**Extracted records**.

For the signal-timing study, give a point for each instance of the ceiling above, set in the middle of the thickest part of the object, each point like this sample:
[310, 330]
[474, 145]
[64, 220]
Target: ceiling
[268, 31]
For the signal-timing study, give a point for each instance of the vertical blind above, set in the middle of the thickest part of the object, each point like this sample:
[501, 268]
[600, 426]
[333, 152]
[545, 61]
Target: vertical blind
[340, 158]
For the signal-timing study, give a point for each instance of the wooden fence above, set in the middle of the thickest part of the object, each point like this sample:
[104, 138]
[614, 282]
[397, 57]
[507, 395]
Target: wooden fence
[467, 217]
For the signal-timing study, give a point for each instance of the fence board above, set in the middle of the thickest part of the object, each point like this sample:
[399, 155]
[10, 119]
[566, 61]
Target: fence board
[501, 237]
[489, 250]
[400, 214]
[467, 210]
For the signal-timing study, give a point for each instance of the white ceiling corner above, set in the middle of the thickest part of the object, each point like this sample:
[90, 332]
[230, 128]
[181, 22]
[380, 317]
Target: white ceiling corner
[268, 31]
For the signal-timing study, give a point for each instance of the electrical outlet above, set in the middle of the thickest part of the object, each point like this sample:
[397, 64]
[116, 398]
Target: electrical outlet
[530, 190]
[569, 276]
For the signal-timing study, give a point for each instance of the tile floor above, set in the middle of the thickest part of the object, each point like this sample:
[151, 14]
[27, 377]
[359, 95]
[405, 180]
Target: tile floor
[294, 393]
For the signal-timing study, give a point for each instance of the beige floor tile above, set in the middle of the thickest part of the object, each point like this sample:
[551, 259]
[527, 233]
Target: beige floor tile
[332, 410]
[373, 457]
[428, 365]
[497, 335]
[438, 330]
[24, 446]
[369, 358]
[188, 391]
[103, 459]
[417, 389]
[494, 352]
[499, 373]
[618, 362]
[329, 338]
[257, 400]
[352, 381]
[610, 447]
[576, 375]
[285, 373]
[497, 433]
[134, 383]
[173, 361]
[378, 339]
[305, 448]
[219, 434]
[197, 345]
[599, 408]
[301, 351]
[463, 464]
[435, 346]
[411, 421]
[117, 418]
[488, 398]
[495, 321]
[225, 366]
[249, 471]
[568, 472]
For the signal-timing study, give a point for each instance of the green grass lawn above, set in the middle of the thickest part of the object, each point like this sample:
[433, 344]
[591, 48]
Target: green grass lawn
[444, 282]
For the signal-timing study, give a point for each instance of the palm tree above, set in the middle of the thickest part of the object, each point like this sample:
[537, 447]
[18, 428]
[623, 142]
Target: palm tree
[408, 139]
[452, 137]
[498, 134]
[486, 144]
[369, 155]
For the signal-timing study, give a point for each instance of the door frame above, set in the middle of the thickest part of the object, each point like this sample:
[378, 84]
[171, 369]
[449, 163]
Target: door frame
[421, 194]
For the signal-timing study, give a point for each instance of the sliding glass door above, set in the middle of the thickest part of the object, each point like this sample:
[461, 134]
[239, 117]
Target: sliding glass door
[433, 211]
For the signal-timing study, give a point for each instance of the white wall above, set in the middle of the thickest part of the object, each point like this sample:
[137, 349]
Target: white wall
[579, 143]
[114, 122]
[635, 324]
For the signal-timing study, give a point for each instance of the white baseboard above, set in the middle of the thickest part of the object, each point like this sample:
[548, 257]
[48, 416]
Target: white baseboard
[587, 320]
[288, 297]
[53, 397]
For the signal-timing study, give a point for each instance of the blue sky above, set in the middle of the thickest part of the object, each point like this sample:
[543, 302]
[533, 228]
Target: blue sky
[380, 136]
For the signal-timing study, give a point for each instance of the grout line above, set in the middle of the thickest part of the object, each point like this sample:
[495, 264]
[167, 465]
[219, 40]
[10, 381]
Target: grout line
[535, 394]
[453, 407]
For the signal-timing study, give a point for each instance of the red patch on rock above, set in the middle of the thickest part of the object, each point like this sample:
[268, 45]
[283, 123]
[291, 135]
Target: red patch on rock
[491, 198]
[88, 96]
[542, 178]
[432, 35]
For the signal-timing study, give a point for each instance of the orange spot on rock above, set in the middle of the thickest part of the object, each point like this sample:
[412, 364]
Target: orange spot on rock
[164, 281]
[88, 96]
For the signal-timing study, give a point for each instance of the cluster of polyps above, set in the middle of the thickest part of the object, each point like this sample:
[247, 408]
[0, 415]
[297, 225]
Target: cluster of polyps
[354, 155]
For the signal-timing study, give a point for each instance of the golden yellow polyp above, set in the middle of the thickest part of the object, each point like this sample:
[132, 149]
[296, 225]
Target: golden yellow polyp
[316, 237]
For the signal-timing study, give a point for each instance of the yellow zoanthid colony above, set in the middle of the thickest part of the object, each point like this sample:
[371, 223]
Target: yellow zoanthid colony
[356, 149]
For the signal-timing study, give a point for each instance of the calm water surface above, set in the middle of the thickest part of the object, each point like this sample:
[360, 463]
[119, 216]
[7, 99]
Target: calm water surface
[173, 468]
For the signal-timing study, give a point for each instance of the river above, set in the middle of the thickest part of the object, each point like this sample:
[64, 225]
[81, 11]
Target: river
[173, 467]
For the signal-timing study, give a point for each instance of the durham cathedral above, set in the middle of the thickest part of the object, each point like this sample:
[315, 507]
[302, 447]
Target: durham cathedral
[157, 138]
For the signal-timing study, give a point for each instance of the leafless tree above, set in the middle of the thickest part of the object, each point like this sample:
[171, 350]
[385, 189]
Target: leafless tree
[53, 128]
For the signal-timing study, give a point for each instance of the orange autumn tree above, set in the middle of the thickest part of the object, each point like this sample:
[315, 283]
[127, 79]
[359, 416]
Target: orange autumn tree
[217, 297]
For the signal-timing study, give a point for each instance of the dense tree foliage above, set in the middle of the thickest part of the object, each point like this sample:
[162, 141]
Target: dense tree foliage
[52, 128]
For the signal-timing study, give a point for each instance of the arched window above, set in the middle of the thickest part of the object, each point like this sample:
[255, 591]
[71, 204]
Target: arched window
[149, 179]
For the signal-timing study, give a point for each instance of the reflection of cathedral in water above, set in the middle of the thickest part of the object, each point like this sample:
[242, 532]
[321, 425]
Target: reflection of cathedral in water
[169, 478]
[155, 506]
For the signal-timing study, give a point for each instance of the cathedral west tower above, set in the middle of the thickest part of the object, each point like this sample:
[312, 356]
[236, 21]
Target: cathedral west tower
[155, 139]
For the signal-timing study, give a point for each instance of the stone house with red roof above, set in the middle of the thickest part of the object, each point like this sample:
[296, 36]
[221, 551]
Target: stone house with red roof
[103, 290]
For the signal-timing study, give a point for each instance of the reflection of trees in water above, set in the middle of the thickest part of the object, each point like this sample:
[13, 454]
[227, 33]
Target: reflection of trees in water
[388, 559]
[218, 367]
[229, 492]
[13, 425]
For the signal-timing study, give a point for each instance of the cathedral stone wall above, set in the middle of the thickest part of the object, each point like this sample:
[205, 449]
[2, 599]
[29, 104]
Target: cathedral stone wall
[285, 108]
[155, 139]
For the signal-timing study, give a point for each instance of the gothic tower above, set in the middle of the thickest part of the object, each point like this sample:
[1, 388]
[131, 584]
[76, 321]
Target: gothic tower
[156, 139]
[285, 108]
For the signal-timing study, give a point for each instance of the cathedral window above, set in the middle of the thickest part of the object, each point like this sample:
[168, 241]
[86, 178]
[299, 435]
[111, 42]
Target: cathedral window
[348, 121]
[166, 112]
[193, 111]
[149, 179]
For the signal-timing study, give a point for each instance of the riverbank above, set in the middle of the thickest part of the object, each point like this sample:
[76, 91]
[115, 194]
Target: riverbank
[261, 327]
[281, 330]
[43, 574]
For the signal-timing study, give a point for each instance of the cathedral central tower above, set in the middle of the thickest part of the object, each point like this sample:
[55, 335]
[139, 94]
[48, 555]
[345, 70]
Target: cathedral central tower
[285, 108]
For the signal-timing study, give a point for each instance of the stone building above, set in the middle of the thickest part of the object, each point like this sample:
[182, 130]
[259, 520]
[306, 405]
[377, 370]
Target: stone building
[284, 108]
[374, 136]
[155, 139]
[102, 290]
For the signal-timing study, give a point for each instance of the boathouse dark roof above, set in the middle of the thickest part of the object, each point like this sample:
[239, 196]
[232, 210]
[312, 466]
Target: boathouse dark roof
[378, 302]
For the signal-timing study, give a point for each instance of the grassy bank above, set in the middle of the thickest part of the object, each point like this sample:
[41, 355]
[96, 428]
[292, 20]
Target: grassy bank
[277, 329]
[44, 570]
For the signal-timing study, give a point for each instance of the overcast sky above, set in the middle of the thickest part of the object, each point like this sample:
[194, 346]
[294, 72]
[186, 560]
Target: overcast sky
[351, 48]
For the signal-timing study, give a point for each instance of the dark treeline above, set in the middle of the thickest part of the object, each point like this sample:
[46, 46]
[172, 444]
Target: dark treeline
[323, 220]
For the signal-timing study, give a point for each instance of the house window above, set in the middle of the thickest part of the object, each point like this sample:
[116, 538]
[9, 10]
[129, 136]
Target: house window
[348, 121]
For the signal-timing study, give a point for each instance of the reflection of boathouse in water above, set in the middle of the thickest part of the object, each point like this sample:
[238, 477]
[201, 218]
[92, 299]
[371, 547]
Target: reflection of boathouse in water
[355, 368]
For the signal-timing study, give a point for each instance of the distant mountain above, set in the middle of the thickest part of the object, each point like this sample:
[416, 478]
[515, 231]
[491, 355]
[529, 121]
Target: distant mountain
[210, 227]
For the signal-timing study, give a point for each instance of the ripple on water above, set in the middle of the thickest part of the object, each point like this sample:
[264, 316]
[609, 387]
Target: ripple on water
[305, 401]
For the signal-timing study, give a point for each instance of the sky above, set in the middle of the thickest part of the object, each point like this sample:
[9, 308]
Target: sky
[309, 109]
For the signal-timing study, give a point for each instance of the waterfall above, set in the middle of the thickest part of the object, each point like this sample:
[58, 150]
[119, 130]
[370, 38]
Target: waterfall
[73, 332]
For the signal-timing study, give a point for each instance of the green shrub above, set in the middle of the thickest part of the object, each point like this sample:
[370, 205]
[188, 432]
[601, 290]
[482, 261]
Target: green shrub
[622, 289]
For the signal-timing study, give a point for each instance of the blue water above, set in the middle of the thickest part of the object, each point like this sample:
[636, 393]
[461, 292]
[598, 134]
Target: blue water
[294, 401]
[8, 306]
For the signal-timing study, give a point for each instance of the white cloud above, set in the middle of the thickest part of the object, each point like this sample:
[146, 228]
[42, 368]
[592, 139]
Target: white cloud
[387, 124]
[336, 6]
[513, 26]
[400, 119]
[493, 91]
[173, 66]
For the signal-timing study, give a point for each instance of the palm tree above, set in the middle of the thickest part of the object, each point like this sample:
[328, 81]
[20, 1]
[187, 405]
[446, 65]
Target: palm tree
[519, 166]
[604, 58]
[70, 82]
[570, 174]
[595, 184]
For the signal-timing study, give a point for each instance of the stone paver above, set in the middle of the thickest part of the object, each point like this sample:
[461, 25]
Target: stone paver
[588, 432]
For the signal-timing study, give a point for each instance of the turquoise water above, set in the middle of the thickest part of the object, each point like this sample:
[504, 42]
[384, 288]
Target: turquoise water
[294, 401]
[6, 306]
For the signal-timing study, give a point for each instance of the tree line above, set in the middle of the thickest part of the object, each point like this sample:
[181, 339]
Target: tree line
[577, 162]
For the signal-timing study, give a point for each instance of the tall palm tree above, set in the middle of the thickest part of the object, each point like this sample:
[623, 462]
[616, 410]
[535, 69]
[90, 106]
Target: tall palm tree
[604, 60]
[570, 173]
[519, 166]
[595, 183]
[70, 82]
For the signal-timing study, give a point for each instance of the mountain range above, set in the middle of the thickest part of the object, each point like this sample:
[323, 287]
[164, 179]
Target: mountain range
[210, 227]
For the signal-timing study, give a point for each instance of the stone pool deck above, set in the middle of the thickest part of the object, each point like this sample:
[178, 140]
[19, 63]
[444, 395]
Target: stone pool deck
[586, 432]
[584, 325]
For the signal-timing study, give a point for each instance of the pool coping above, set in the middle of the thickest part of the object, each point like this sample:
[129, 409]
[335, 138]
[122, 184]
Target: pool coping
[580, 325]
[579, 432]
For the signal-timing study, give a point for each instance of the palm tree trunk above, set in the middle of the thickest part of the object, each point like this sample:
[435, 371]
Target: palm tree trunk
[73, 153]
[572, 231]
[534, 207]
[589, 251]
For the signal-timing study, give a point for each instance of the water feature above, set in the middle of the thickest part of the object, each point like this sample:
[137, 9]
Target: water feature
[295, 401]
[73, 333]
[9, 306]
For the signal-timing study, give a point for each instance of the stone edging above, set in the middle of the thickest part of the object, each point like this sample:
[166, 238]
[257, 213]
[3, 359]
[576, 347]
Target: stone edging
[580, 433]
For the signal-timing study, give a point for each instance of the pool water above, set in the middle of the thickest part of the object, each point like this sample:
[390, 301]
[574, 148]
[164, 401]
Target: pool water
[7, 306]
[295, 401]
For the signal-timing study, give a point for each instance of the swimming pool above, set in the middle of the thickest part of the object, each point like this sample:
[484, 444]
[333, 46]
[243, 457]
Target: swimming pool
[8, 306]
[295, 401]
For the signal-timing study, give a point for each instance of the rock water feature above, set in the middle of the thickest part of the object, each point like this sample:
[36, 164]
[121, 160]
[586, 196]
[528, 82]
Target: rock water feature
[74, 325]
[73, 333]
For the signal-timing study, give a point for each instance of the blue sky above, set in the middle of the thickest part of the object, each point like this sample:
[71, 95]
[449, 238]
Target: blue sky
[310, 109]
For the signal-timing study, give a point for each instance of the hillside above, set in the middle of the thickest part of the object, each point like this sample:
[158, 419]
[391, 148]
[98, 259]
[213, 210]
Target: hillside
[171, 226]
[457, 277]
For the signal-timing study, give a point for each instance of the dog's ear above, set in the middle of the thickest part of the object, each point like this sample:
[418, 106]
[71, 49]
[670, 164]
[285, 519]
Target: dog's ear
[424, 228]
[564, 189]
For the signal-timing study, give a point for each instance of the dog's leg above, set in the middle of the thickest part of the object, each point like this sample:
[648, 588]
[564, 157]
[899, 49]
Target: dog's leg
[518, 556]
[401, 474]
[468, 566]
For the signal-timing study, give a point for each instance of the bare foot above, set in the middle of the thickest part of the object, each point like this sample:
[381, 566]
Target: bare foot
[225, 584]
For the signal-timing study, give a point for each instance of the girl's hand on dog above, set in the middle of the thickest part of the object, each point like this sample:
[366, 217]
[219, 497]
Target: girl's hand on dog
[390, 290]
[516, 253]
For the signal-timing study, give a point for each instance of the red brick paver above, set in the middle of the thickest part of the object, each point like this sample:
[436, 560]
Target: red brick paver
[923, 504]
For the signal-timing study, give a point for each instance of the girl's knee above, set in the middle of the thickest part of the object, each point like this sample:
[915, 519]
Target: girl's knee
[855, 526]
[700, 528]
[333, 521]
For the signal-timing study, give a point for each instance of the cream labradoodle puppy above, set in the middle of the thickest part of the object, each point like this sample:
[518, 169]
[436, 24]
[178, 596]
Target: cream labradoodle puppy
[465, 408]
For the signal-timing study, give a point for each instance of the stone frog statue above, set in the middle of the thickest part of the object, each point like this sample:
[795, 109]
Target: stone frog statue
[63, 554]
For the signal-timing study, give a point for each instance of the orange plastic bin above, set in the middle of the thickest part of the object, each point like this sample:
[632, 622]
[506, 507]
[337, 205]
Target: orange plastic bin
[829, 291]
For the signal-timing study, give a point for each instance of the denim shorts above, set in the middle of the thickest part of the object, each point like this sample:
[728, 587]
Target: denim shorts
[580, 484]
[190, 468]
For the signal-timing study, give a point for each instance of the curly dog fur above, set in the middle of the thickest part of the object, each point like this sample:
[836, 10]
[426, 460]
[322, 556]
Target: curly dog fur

**REQUIREMENTS**.
Begin with the line that contains "the stone frog" and quote each line after it exactly, stopping after the last line of the data.

**WRITTEN SOLUTION**.
For the signal-timing study, give a point for each instance of the stone frog statue above, set in the middle of the thickest part of the object, each point like this sample:
[795, 109]
Target: stone frog statue
[63, 554]
For the signal-timing study, give a point for each instance of the orange plastic bin above, set in the middle of the thickest part of the object, each point like this sample:
[632, 622]
[506, 507]
[337, 205]
Target: orange plastic bin
[829, 291]
For the signal-timing study, give a point for each instance of the denim shorts above, set in the middle of the thickest part of the object, each point like this sample:
[728, 587]
Target: denim shorts
[580, 484]
[190, 468]
For the signal-timing study, give a point for each instance of the curly dog fur above, set in the middle of the thickest part of the object, each point like this sample:
[836, 10]
[426, 460]
[322, 556]
Target: curly dog fur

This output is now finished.